*Task requirements*.
Please copy the part of the listing that begins with the line containing "Every instance of the beach" and ends with the line containing "[(567, 966)]", both lines included, with no changes.

[Point-based annotation data]
* START *
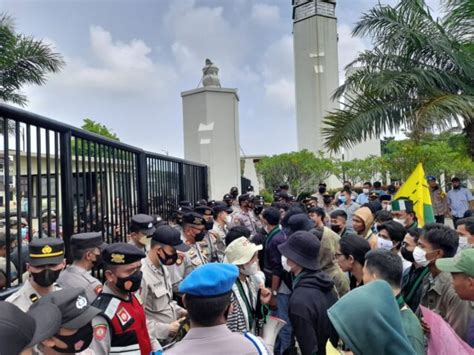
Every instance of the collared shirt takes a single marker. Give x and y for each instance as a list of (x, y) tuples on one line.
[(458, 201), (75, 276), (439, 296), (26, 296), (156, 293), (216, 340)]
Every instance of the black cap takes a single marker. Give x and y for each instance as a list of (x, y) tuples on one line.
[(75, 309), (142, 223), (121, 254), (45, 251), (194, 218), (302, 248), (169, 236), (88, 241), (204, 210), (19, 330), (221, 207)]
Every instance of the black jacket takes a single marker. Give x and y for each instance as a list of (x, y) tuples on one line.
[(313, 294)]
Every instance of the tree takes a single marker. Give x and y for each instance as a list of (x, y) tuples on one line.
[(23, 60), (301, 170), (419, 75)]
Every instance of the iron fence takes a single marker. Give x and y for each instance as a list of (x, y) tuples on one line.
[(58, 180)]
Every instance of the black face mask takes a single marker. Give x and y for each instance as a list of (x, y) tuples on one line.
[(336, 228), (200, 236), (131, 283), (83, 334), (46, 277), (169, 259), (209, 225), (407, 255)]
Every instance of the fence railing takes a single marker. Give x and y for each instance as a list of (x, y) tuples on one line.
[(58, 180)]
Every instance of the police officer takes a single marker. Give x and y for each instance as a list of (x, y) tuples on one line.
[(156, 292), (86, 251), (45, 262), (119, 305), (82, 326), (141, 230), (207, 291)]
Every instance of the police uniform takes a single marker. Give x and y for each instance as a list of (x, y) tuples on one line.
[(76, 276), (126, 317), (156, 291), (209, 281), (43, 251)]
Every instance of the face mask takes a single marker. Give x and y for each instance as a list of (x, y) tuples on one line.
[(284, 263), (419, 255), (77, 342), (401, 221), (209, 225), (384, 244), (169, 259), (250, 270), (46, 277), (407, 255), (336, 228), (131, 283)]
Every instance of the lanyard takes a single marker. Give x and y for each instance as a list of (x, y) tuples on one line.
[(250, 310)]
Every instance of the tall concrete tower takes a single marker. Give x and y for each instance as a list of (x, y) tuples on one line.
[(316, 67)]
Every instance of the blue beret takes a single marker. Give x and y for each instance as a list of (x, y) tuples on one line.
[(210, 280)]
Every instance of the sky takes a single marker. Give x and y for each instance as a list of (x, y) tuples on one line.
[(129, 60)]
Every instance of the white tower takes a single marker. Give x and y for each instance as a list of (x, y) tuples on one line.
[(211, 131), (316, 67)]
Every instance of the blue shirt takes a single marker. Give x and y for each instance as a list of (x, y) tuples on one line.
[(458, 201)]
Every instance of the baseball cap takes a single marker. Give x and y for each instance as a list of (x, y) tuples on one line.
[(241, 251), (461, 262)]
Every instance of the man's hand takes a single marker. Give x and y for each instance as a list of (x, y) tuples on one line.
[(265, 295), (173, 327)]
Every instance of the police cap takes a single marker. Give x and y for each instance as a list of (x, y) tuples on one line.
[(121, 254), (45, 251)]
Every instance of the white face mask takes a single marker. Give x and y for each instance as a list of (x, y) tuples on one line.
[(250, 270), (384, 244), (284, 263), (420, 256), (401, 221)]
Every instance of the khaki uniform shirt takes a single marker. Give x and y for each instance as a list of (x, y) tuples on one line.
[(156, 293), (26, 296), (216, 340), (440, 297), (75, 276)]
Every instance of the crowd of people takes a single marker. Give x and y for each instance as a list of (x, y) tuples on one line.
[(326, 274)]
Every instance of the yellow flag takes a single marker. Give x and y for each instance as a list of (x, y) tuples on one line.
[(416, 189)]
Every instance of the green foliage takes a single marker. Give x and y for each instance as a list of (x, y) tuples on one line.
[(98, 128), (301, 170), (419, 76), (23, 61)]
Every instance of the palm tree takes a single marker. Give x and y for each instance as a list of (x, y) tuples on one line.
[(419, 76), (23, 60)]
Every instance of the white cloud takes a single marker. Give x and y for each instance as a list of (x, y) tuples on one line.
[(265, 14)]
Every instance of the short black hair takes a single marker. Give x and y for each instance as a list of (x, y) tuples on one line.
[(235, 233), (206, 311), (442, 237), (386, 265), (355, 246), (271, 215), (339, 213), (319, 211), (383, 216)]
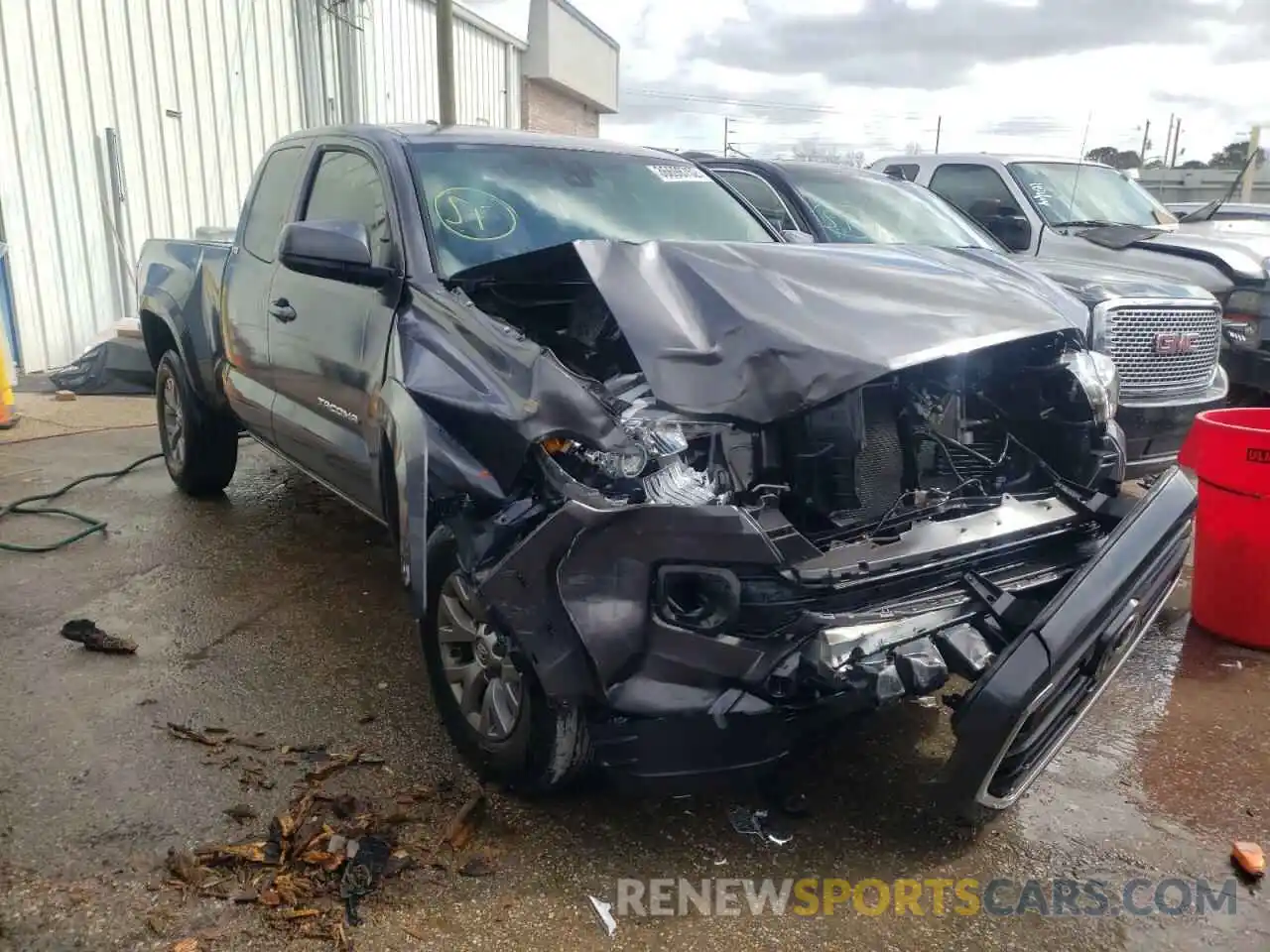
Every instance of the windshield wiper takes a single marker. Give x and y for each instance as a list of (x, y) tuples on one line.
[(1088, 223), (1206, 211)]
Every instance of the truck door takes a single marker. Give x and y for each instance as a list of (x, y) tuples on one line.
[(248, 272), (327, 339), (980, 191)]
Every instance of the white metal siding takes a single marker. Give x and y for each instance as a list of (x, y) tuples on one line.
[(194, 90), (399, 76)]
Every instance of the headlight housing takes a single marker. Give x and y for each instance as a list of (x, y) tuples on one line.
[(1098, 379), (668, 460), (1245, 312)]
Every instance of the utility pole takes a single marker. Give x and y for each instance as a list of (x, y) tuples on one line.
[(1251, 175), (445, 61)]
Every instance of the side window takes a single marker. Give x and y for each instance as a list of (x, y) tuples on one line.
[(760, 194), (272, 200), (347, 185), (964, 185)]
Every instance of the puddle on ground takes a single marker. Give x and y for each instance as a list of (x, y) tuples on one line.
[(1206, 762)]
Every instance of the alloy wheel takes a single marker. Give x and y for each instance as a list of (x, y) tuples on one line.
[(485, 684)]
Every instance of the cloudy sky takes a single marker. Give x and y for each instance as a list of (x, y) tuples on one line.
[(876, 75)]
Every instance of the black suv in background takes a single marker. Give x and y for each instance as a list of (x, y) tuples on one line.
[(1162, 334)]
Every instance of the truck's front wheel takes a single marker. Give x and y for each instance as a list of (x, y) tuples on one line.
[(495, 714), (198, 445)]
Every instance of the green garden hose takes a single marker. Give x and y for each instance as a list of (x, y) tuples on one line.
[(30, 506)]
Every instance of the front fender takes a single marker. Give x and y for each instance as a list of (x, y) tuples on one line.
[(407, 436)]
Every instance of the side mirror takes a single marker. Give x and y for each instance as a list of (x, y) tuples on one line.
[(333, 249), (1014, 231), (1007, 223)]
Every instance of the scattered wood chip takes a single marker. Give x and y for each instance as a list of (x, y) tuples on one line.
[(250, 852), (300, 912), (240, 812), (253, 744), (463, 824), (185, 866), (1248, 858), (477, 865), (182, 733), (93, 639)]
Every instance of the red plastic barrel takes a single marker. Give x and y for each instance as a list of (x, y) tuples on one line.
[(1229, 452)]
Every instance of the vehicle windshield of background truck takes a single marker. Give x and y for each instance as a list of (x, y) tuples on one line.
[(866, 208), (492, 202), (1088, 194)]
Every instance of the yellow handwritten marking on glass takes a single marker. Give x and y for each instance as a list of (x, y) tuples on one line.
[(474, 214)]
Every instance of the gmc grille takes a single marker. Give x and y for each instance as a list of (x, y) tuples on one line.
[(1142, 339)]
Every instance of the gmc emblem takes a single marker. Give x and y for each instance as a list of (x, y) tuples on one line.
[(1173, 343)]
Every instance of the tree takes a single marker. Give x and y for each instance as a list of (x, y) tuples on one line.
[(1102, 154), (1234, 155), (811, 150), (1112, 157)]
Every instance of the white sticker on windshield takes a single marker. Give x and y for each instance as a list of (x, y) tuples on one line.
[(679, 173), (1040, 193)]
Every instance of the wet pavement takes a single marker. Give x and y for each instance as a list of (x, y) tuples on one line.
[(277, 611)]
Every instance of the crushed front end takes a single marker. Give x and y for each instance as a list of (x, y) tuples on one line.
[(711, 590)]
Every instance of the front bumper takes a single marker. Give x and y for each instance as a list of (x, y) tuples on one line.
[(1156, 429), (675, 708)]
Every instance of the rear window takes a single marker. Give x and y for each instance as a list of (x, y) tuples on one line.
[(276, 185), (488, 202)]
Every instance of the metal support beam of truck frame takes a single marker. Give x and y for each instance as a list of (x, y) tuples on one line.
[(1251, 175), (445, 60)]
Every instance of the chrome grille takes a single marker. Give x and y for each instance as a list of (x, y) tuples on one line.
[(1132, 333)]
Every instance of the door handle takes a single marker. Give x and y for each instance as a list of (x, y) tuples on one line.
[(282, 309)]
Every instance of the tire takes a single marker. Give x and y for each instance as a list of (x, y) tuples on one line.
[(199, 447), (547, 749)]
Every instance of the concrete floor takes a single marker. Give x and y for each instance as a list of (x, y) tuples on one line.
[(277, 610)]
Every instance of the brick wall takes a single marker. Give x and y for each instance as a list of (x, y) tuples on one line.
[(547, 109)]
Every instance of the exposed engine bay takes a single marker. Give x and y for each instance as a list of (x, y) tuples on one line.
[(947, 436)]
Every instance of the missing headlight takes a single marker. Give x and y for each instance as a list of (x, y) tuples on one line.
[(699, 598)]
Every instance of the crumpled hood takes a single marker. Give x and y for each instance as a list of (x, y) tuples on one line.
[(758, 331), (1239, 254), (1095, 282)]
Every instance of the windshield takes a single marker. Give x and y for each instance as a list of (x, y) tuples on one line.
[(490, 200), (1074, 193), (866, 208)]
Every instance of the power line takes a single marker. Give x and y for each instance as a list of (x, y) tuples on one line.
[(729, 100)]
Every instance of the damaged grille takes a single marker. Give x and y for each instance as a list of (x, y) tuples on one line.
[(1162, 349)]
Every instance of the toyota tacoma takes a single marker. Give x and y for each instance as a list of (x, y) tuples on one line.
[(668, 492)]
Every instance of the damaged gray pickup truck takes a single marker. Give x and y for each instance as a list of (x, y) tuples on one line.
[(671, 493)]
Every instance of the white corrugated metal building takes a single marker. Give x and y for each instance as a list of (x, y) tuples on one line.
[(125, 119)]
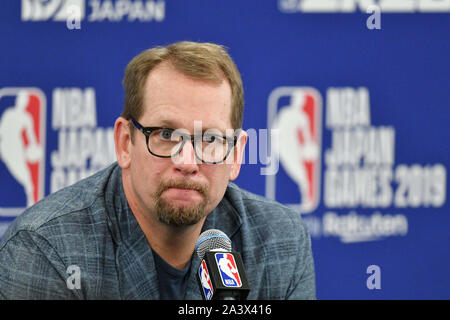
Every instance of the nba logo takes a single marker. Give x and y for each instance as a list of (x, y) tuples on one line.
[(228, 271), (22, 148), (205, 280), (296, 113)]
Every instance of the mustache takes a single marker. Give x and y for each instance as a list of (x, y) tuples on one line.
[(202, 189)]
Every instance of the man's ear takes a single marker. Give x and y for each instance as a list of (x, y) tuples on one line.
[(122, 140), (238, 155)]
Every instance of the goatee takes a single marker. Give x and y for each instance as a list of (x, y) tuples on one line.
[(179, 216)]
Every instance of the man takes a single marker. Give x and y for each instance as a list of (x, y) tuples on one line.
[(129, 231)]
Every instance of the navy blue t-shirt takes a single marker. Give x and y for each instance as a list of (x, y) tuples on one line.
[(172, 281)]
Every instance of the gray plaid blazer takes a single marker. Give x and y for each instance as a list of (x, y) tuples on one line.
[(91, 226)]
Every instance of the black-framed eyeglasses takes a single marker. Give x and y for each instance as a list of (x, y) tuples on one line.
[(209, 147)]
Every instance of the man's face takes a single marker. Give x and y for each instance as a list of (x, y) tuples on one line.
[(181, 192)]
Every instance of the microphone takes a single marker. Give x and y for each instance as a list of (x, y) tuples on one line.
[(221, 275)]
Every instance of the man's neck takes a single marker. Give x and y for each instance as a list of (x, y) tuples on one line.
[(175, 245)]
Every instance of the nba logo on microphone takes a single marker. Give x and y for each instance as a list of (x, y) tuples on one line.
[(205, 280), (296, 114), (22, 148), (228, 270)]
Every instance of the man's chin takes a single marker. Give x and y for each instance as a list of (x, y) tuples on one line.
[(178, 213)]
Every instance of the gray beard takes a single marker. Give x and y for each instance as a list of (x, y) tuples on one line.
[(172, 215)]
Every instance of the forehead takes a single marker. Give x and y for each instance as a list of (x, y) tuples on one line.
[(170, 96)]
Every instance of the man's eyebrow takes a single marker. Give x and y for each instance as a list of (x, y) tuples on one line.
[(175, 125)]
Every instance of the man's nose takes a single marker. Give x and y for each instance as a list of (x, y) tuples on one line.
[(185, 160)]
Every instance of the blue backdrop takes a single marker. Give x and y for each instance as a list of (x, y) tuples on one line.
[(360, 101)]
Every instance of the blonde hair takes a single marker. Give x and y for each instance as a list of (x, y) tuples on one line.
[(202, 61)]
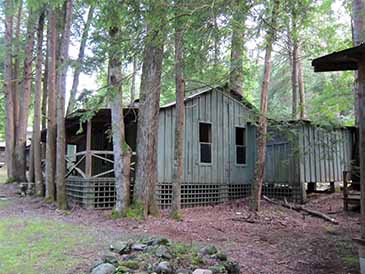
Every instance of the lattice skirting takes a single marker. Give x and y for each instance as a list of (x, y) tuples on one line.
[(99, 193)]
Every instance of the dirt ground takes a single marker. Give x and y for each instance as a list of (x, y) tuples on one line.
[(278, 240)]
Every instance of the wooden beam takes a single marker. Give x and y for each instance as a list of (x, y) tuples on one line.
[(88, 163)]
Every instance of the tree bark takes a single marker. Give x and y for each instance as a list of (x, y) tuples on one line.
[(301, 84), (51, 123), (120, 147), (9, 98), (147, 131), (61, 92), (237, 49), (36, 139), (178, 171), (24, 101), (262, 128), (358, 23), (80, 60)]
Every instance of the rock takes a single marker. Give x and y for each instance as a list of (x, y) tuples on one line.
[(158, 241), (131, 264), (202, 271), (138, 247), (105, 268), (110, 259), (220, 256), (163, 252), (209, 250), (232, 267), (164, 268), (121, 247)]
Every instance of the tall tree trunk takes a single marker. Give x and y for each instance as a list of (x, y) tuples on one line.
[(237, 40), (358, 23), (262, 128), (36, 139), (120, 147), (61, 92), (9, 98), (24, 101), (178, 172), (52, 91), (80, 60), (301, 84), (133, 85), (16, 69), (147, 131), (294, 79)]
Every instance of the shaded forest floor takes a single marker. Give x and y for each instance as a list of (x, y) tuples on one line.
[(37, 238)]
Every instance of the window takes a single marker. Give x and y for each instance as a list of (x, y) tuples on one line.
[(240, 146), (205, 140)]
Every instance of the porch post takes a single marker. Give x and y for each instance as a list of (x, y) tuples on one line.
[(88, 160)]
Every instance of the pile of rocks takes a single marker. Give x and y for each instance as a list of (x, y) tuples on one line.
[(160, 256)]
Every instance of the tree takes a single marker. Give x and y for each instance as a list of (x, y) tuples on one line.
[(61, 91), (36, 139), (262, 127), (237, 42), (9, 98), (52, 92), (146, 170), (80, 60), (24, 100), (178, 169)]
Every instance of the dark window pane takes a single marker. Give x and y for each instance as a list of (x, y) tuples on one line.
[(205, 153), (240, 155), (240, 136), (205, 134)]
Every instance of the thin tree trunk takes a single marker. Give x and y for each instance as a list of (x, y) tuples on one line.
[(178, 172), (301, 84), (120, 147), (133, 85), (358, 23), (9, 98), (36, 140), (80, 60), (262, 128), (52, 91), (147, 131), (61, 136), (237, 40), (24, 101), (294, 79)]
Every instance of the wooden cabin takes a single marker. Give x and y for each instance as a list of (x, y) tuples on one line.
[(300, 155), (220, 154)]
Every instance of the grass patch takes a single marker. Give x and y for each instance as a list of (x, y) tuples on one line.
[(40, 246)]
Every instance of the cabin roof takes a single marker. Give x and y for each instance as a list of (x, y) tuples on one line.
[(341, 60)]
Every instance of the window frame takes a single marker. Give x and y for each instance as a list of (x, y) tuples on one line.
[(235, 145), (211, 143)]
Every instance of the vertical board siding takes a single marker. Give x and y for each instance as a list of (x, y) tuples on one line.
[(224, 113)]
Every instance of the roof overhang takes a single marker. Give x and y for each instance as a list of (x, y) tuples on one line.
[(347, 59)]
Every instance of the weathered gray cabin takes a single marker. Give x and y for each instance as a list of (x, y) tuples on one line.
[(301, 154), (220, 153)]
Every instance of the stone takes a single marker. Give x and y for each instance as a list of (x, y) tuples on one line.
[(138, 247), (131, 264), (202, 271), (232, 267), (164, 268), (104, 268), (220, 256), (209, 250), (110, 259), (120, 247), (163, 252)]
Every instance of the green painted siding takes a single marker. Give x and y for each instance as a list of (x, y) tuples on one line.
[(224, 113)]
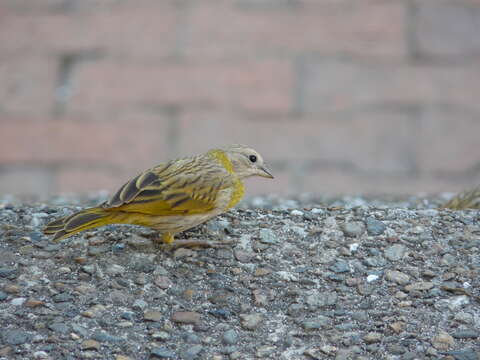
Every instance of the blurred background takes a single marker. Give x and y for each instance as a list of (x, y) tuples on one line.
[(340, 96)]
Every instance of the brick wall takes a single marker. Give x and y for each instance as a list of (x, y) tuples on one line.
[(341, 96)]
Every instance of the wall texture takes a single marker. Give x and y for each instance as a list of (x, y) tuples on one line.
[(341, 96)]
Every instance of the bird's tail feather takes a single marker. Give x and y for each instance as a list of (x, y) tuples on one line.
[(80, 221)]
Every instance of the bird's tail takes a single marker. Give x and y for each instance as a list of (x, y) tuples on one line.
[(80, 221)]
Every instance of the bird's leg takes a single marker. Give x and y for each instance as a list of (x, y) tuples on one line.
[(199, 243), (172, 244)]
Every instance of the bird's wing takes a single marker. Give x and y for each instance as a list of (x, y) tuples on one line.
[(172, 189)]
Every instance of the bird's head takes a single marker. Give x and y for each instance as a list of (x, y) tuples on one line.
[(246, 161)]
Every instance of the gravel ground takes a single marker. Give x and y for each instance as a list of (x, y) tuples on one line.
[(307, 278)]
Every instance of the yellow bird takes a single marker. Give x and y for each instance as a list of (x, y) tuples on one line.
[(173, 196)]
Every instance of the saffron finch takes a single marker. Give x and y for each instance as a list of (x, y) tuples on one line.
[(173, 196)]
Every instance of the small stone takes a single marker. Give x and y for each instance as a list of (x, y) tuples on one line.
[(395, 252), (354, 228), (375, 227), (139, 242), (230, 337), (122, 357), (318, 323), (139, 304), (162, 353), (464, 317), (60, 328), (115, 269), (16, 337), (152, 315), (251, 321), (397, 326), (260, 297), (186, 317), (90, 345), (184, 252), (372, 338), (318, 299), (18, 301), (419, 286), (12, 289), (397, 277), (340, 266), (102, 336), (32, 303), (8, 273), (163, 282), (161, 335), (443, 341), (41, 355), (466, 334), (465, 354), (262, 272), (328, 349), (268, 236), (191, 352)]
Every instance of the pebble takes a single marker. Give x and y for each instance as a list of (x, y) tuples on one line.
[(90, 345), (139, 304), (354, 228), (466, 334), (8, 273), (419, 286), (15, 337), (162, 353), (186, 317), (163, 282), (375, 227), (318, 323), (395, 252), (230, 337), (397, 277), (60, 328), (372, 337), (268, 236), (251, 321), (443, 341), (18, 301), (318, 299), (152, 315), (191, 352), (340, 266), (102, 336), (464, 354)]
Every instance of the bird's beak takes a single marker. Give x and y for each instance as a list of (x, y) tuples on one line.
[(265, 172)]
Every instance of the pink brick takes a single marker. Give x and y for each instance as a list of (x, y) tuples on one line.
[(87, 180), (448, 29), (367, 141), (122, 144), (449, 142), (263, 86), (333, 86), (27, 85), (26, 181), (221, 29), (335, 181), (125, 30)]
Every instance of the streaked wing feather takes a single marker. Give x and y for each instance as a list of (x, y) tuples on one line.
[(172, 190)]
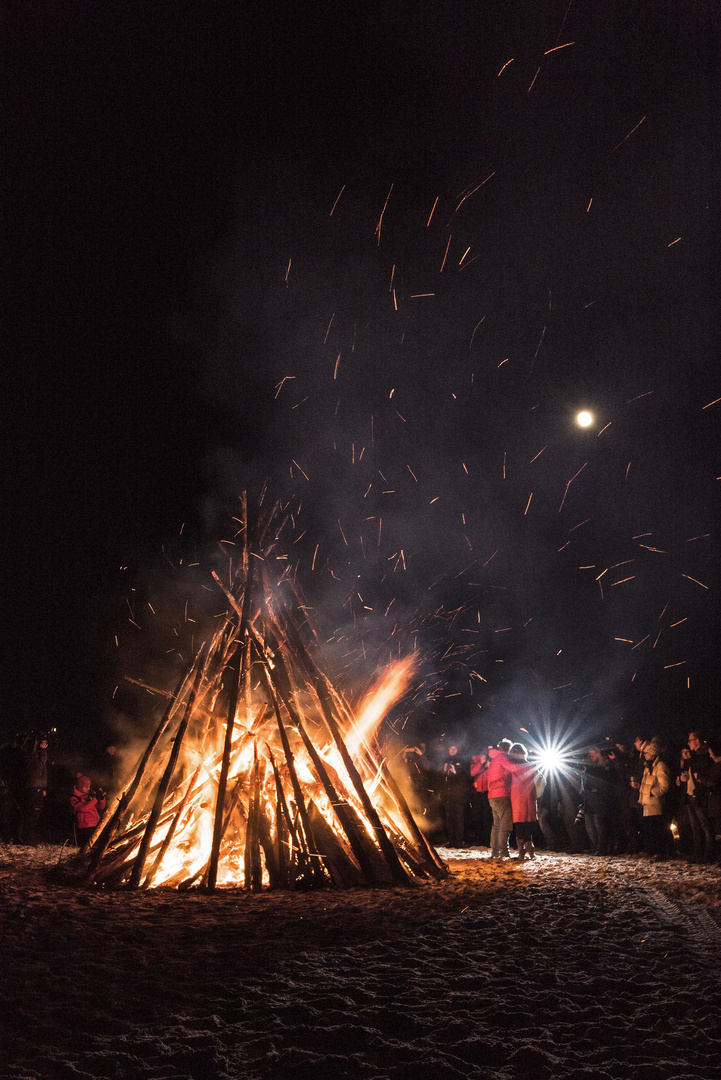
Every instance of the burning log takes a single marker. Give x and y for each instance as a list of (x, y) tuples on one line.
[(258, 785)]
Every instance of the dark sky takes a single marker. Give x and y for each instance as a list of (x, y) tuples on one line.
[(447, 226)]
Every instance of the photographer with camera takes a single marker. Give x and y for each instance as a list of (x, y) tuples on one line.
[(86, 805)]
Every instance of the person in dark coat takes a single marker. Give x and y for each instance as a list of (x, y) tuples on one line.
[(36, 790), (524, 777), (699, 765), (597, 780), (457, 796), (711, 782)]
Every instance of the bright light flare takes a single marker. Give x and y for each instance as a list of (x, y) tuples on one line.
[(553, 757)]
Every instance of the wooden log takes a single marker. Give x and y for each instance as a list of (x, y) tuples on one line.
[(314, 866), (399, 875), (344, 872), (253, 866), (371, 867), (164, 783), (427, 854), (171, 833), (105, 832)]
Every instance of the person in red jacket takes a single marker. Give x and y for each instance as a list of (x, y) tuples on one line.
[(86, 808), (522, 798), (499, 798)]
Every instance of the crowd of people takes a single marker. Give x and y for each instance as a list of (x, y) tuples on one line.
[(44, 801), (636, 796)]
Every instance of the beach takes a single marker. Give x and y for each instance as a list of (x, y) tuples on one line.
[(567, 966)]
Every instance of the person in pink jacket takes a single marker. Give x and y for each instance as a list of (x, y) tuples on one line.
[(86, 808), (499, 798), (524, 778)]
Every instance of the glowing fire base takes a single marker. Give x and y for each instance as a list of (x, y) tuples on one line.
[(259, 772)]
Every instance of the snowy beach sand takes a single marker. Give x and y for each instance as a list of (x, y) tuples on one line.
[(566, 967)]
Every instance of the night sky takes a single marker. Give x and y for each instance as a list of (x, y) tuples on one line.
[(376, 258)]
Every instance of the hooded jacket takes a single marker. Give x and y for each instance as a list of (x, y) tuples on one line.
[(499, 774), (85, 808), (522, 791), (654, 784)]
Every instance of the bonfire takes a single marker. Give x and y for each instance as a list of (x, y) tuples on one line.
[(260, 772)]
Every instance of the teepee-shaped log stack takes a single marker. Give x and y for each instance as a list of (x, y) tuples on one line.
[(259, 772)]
* END *
*Response*.
Every instance of the beach takes a single marker. Give x and y for each instance as a list of (x, y) tuples on one line.
[(567, 966)]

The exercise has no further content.